* [EXERCISE]: Rewrite every line of the entries below as a numbered list, leaving out blank lines.
......
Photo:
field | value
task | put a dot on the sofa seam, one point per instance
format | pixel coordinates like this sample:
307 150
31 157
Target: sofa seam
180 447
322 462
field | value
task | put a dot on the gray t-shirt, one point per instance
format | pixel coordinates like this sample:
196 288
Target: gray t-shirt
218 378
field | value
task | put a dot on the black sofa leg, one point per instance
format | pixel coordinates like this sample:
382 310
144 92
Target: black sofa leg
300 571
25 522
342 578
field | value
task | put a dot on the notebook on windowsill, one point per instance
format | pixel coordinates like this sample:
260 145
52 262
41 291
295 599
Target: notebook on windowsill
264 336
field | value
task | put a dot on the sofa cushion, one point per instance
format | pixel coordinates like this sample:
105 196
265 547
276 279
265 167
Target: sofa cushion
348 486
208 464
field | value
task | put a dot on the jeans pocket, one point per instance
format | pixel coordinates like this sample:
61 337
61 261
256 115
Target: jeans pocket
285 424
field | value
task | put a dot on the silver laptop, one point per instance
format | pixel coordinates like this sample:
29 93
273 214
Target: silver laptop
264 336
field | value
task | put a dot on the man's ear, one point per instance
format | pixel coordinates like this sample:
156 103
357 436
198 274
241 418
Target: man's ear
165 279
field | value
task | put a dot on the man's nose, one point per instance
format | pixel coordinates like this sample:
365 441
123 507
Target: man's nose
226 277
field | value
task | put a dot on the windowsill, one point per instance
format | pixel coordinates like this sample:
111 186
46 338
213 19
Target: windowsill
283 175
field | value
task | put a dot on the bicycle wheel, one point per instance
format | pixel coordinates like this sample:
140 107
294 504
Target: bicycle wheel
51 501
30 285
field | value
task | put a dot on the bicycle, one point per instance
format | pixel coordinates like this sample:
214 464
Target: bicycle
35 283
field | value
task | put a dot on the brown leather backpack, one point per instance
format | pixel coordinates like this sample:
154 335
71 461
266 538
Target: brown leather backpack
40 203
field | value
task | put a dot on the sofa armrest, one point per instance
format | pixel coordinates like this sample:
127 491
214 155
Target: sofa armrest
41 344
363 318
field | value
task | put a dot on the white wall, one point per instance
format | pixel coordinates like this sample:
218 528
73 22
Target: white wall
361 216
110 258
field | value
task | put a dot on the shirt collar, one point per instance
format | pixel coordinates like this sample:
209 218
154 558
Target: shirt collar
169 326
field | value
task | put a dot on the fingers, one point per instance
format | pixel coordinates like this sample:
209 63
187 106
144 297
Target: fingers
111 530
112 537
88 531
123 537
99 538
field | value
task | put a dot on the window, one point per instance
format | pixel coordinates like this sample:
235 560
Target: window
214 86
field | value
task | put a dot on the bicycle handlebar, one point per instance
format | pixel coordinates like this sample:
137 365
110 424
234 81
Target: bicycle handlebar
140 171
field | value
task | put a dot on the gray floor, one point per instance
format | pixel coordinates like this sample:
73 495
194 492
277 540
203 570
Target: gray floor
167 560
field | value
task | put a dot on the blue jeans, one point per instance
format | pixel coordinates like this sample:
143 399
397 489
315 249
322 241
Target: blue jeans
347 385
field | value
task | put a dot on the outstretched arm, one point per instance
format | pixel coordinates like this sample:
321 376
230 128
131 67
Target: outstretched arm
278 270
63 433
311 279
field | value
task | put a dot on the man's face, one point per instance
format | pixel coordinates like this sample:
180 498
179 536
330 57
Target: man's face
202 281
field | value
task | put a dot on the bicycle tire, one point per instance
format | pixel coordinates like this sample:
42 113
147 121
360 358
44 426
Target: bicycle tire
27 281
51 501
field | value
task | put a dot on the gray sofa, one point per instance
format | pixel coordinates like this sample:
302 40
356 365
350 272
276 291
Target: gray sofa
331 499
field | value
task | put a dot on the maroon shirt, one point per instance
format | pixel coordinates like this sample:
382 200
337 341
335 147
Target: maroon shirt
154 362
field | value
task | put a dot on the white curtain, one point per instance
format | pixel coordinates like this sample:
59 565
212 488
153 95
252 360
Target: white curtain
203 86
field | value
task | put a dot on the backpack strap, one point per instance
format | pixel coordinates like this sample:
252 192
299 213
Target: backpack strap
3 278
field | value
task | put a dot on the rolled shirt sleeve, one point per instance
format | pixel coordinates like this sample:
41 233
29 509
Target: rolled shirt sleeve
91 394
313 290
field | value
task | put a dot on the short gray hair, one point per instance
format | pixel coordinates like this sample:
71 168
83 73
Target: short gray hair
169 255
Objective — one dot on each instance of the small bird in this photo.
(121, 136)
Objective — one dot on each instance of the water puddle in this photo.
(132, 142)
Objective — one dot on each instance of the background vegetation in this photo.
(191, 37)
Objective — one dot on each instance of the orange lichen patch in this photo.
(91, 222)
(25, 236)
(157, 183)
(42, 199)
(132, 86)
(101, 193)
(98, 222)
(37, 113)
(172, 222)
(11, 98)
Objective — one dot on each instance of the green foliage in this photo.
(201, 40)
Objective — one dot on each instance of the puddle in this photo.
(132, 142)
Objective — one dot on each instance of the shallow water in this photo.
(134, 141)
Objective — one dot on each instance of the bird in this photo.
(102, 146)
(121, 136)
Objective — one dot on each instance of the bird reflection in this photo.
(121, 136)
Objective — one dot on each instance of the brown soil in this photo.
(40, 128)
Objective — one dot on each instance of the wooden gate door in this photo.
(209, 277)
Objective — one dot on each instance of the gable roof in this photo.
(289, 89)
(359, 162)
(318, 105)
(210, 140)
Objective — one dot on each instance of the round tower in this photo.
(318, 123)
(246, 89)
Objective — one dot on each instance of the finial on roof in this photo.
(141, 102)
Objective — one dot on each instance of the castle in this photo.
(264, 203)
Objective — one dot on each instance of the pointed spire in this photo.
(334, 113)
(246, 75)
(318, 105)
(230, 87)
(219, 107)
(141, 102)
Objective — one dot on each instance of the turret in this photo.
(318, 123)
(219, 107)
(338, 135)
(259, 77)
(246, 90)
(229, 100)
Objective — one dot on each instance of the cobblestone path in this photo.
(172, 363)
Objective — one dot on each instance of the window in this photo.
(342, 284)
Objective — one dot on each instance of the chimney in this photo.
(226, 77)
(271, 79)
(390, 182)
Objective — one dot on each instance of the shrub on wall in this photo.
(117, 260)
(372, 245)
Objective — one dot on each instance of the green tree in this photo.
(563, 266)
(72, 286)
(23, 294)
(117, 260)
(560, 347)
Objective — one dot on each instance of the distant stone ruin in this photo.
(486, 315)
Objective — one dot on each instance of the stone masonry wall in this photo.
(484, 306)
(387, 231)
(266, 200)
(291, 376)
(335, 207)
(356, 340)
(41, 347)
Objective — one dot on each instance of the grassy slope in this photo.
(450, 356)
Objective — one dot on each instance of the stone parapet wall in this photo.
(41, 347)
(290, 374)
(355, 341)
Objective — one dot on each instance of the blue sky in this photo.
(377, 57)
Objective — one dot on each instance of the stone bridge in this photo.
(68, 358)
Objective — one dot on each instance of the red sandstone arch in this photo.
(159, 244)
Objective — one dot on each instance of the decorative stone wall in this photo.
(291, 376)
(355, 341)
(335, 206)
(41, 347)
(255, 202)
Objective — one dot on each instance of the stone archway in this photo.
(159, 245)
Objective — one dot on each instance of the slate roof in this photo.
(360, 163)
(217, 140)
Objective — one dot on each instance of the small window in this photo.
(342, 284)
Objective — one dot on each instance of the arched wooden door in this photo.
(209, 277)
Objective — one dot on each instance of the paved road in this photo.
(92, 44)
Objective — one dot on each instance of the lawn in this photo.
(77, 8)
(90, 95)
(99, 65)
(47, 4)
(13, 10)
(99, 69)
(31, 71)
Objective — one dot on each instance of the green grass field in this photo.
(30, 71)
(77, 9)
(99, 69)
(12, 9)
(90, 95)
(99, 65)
......
* [SOLUTION]:
1. Photo:
2. field | value
3. task | put a dot on the sofa seam, one point per instance
4. format | pixel coordinates like this sample:
5. 307 150
6. 31 157
7. Target: sofa seam
8. 180 447
9. 322 462
10. field | value
11. task | put a dot on the gray t-shirt, one point per instance
12. format | pixel coordinates like this sample:
13. 196 288
14. Target: gray t-shirt
15. 218 378
16. field | value
17. task | put a dot on the black sofa leg, one point per instance
18. format | pixel coordinates like this sample:
19. 382 310
20. 144 92
21. Target: black sofa leg
22. 300 571
23. 25 522
24. 342 578
25. field | value
26. task | put a dot on the notebook on windowsill, one point per instance
27. format | pixel coordinates like this sample:
28. 260 145
29. 52 262
30. 41 291
31. 295 599
32. Target: notebook on windowsill
33. 264 336
34. field | value
35. task | put a dot on the sofa cushion, one point per instance
36. format | pixel coordinates like this sample:
37. 105 196
38. 265 547
39. 276 279
40. 265 167
41. Target: sofa cushion
42. 348 486
43. 208 464
44. field | value
45. task | put a dot on the jeans pocket, one point per instance
46. format | pixel coordinates like this sample:
47. 61 337
48. 61 261
49. 256 115
50. Target: jeans pocket
51. 285 424
52. field | value
53. task | put a dot on the silver laptop, one point per instance
54. format | pixel coordinates like this sample:
55. 29 93
56. 273 214
57. Target: silver laptop
58. 264 336
59. field | value
60. task | put a dot on the man's ear, one point per instance
61. format | pixel coordinates like this sample:
62. 156 103
63. 357 436
64. 198 274
65. 241 418
66. Target: man's ear
67. 165 279
68. field | value
69. task | put a dot on the man's nose, one point per instance
70. format | pixel coordinates like this sample:
71. 365 441
72. 123 507
73. Target: man's nose
74. 226 277
75. field | value
76. task | put a dot on the windowsill, one point per instance
77. format | pixel coordinates like this sample:
78. 111 186
79. 46 338
80. 213 19
81. Target: windowsill
82. 283 175
83. field | value
84. task | put a dot on the bicycle wheel, one point per instance
85. format | pixel coordinates like this sample:
86. 140 107
87. 294 504
88. Target: bicycle wheel
89. 51 501
90. 30 285
91. field | value
92. task | put a dot on the bicycle, one point per instance
93. format | pixel coordinates like this sample:
94. 214 464
95. Target: bicycle
96. 35 283
97. field | value
98. task | put a dot on the brown leather backpack, one point per instance
99. format | pixel coordinates like this sample:
100. 154 335
101. 71 461
102. 266 538
103. Target: brown leather backpack
104. 40 203
105. field | value
106. task | put a dot on the sofa armrest, one point per instance
107. format | pixel coordinates like this sample:
108. 127 491
109. 214 155
110. Target: sofa armrest
111. 41 344
112. 363 318
113. field | value
114. task | put a dot on the white wall, one point per instance
115. format | pixel coordinates like this sample:
116. 218 528
117. 73 22
118. Target: white wall
119. 361 216
120. 110 258
121. field | value
122. task | put a dot on the shirt collar, one point per instance
123. format | pixel coordinates like this sample:
124. 209 218
125. 154 558
126. Target: shirt collar
127. 169 326
128. field | value
129. task | put a dot on the fingers, one point per instance
130. format | pixel coordinates like this sample:
131. 209 63
132. 187 106
133. 144 297
134. Target: fingers
135. 111 530
136. 112 537
137. 88 531
138. 123 537
139. 99 538
140. field | value
141. task | put a dot on the window, one point per instance
142. format | pixel coordinates like this sample:
143. 235 560
144. Target: window
145. 214 86
146. field | value
147. task | put a dot on the bicycle handlebar, one point per instance
148. format | pixel coordinates like this sample:
149. 137 365
150. 110 424
151. 234 81
152. Target: bicycle handlebar
153. 140 171
154. field | value
155. task | put a dot on the gray floor, one point per instance
156. format | pixel coordinates like this sample:
157. 73 495
158. 194 492
159. 277 540
160. 203 570
161. Target: gray floor
162. 167 560
163. field | value
164. task | put a dot on the blue jeans, one point per instance
165. format | pixel coordinates like this sample:
166. 143 399
167. 397 489
168. 315 249
169. 322 241
170. Target: blue jeans
171. 347 385
172. field | value
173. task | put a dot on the outstretched arm, one point per instance
174. format | pixel coordinates like this sample:
175. 321 376
176. 230 128
177. 131 67
178. Target: outstretched arm
179. 278 270
180. 63 433
181. 311 279
182. field | value
183. task | put a dot on the man's face, one point per instance
184. format | pixel coordinates like this sample:
185. 180 498
186. 179 536
187. 330 57
188. Target: man's face
189. 202 281
190. field | value
191. task | put a dot on the bicycle tire, one point per instance
192. format | pixel coordinates like this sample:
193. 42 113
194. 147 121
195. 360 358
196. 44 426
197. Target: bicycle tire
198. 27 281
199. 51 501
200. field | value
201. task | put a dot on the gray sofa, one point per instance
202. format | pixel coordinates like this sample:
203. 302 40
204. 356 365
205. 350 272
206. 276 291
207. Target: gray sofa
208. 331 499
209. field | value
210. task | put a dot on the maroon shirt, one point per instance
211. format | pixel coordinates like this sample:
212. 382 200
213. 337 341
214. 335 147
215. Target: maroon shirt
216. 154 362
217. field | value
218. task | put a dot on the white curtain, one point per instance
219. format | pixel coordinates like this sample:
220. 59 565
221. 212 488
222. 153 95
223. 252 360
224. Target: white curtain
225. 203 86
226. field | value
227. task | put a dot on the backpack strap, one point per instance
228. format | pixel coordinates like this sample:
229. 252 192
230. 299 213
231. Target: backpack strap
232. 3 278
233. field | value
234. task | put a dot on the rolled shirt sleeve, one point per instance
235. format | pixel coordinates like this sample:
236. 41 233
237. 29 509
238. Target: rolled shirt sleeve
239. 91 394
240. 313 290
241. field | value
242. task | put a dot on the short gray hair, one point per instance
243. format | pixel coordinates like this sample:
244. 71 168
245. 83 73
246. Target: short gray hair
247. 169 255
248. Objective — one dot on each instance of the small bird in this photo.
249. (121, 136)
250. Objective — one dot on each instance of the water puddle in this photo.
251. (132, 142)
252. Objective — one dot on each instance of the background vegetation in this photo.
253. (191, 37)
254. Objective — one dot on each instance of the orange lichen patch in this photo.
255. (91, 222)
256. (25, 236)
257. (157, 183)
258. (42, 199)
259. (132, 86)
260. (101, 193)
261. (98, 222)
262. (37, 113)
263. (172, 222)
264. (11, 98)
265. Objective — one dot on each instance of the green foliage in this photo.
266. (201, 40)
267. Objective — one dot on each instance of the puddle in this photo.
268. (132, 142)
269. Objective — one dot on each instance of the shallow water in this photo.
270. (134, 141)
271. Objective — one dot on each instance of the bird in this photo.
272. (102, 146)
273. (121, 136)
274. Objective — one dot on each instance of the bird reflection in this photo.
275. (121, 136)
276. Objective — one dot on each instance of the brown soil in this photo.
277. (40, 128)
278. Objective — one dot on each instance of the wooden gate door in this photo.
279. (209, 277)
280. Objective — one dot on each instance of the gable roof in this photo.
281. (289, 89)
282. (359, 162)
283. (318, 105)
284. (210, 140)
285. Objective — one dot on each instance of the round tower in this photo.
286. (318, 123)
287. (246, 89)
288. Objective — one dot on each instance of the finial on roof in this photo.
289. (141, 102)
290. Objective — one dot on each instance of the castle in this photo.
291. (264, 203)
292. Objective — one dot on each instance of the pointed spire in this photo.
293. (334, 113)
294. (246, 75)
295. (318, 105)
296. (230, 87)
297. (219, 107)
298. (141, 102)
299. Objective — one dot on each instance of the turret in this photo.
300. (318, 123)
301. (219, 107)
302. (338, 135)
303. (259, 77)
304. (246, 90)
305. (229, 100)
306. Objective — one dot on each instance of the cobblestone path in this photo.
307. (172, 363)
308. Objective — one dot on each instance of the window in this photo.
309. (342, 284)
310. Objective — one dot on each instance of the chimney in this photo.
311. (226, 77)
312. (271, 79)
313. (390, 182)
314. Objective — one dot on each instance of the shrub on wall in this photo.
315. (117, 260)
316. (372, 245)
317. Objective — one dot on each instance of the green tree in this photo.
318. (563, 266)
319. (72, 286)
320. (23, 294)
321. (117, 260)
322. (560, 347)
323. Objective — one dot on each instance of the distant stone ruin in this photo.
324. (486, 315)
325. Objective — one dot on each instance of the stone masonry wall in this photo.
326. (484, 306)
327. (387, 231)
328. (266, 200)
329. (291, 376)
330. (335, 207)
331. (356, 340)
332. (41, 347)
333. Objective — one dot on each instance of the grassy slope in this photo.
334. (450, 356)
335. Objective — one dot on each instance of the stone parapet wall in this photo.
336. (41, 347)
337. (290, 374)
338. (355, 341)
339. Objective — one dot on each instance of the blue sky in this photo.
340. (377, 57)
341. Objective — one dot on each instance of the stone bridge in this photo.
342. (68, 358)
343. Objective — one dot on each instance of the red sandstone arch in this photo.
344. (159, 244)
345. Objective — one dot on each instance of the decorative stone wall in this photo.
346. (291, 376)
347. (355, 341)
348. (335, 206)
349. (41, 347)
350. (255, 202)
351. Objective — one dot on each instance of the stone archway in this photo.
352. (159, 245)
353. Objective — one dot on each instance of the slate roof in this photo.
354. (360, 163)
355. (217, 140)
356. Objective — one dot on each instance of the small window in this photo.
357. (342, 284)
358. Objective — one dot on each instance of the arched wooden door in this photo.
359. (209, 277)
360. Objective — one dot on each instance of the paved road in this photo.
361. (92, 44)
362. Objective — one dot on each instance of the lawn in this photo.
363. (77, 8)
364. (90, 95)
365. (99, 65)
366. (47, 4)
367. (13, 10)
368. (99, 69)
369. (31, 71)
370. Objective — one dot on each instance of the green grass field in this photo.
371. (30, 71)
372. (77, 9)
373. (99, 69)
374. (12, 9)
375. (90, 95)
376. (99, 65)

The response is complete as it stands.